**Exercise brief**
Images excluded, repeat each entry below exactly.

________________

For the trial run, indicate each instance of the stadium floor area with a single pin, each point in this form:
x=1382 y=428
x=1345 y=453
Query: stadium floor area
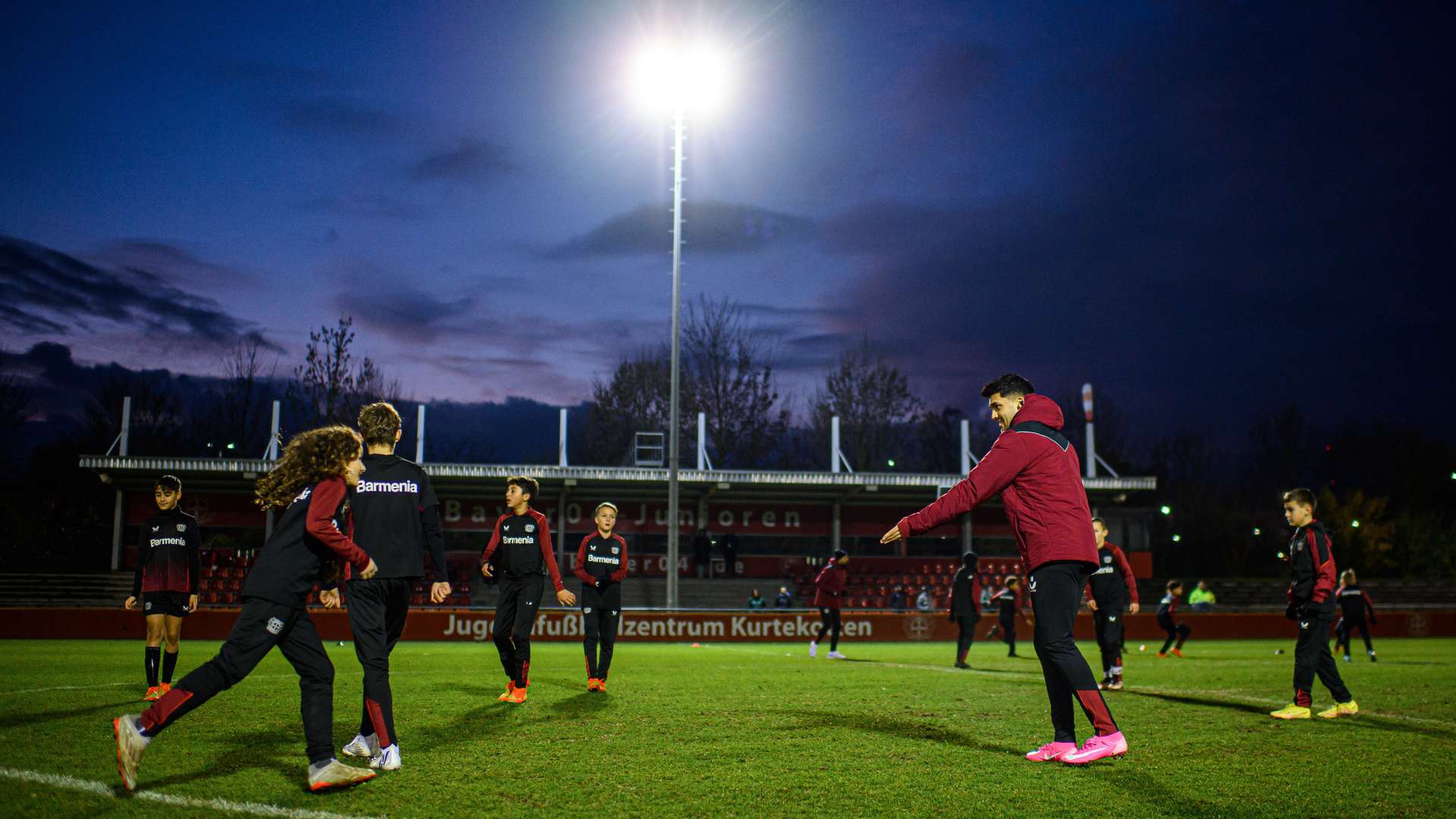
x=745 y=729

________________

**Result of the task**
For the trial run, indicate each instance of the stadium floor area with a single pin, each point in this form:
x=1382 y=428
x=1345 y=453
Query: stadium floor area
x=745 y=729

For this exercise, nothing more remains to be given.